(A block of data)

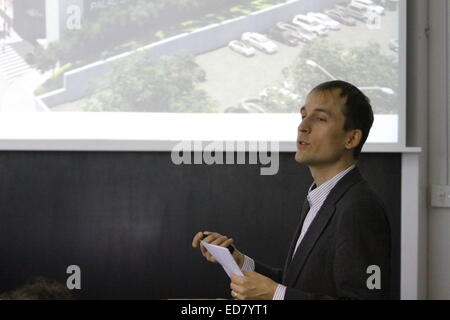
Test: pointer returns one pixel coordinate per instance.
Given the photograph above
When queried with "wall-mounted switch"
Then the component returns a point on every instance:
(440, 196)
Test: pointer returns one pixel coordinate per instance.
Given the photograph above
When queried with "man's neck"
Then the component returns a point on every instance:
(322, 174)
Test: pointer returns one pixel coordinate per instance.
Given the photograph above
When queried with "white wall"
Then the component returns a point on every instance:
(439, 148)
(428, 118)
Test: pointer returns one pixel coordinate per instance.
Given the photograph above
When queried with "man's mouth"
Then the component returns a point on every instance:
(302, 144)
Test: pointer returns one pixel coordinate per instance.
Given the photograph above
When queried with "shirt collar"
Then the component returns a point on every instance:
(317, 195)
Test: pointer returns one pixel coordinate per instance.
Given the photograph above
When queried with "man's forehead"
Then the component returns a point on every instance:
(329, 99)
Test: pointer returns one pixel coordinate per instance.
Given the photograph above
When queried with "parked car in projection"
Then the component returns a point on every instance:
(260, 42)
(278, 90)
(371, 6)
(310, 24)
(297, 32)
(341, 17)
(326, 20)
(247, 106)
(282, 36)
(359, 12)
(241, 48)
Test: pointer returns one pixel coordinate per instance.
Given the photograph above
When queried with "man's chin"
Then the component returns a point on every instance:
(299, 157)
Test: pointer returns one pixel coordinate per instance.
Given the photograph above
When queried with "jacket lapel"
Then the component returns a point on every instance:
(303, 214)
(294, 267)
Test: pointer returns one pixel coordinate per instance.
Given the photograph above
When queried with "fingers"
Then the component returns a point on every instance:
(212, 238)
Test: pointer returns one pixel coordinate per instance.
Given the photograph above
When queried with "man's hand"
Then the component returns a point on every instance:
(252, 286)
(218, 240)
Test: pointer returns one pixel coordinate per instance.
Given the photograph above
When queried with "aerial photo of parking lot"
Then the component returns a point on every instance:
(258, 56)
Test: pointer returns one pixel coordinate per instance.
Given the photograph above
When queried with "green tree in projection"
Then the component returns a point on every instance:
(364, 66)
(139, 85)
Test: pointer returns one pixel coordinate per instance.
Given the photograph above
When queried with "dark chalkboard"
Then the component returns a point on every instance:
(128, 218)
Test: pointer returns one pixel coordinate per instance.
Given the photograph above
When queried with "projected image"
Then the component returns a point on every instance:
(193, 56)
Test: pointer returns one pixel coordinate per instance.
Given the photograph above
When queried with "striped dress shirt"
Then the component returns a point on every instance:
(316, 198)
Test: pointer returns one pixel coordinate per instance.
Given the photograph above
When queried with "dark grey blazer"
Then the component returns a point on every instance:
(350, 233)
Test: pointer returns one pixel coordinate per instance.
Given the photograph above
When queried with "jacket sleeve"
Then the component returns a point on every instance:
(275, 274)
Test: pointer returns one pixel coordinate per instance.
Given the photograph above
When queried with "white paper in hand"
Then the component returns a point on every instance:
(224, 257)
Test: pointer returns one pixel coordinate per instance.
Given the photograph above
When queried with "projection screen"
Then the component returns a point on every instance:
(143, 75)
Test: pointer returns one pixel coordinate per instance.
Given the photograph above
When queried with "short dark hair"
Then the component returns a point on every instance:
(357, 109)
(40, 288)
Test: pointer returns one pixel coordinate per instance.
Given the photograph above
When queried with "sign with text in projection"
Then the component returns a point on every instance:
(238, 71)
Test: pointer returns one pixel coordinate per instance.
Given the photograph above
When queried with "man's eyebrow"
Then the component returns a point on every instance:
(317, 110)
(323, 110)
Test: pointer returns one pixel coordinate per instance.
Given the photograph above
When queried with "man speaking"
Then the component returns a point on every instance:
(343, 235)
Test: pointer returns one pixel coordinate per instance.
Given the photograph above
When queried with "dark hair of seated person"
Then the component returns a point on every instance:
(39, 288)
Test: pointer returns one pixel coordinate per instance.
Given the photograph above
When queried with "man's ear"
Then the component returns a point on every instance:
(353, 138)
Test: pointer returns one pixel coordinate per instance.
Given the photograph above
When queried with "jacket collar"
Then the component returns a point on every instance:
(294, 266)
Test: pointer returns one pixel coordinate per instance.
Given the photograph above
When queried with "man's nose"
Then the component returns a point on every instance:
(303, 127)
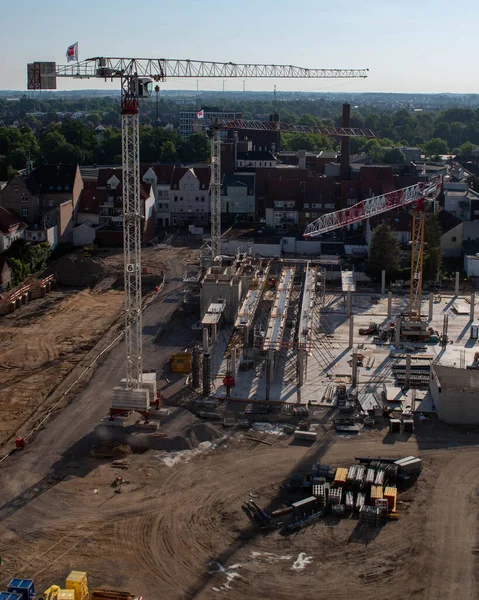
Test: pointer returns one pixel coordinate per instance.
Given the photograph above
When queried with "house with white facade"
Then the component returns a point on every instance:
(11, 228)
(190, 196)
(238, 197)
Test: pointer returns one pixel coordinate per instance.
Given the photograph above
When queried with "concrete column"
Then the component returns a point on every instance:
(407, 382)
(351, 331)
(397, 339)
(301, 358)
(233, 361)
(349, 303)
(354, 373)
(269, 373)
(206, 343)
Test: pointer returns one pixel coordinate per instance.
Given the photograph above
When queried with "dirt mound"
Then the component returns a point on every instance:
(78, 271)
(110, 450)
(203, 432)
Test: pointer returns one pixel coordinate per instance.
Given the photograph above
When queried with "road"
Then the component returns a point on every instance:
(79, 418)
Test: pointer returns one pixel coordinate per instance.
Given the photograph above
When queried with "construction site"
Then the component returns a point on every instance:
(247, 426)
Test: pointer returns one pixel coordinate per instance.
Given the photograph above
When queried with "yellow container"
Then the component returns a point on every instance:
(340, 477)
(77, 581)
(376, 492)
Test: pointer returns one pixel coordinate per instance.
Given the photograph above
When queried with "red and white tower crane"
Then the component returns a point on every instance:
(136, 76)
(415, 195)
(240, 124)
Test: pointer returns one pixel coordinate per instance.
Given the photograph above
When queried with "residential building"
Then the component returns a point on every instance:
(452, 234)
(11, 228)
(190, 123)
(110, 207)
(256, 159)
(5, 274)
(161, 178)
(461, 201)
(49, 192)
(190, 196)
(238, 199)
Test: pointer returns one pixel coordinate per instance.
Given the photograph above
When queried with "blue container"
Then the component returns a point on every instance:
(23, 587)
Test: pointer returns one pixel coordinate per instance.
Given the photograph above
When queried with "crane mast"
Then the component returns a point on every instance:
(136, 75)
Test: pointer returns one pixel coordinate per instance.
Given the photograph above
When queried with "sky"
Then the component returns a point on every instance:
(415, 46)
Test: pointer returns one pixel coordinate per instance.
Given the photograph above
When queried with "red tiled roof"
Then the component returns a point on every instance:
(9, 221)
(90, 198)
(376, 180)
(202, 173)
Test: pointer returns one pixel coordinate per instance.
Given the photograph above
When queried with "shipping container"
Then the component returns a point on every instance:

### [Objective]
Count the lines in the entries that contain the word "hair", with case mattering, and give only the number.

### [Completed task]
2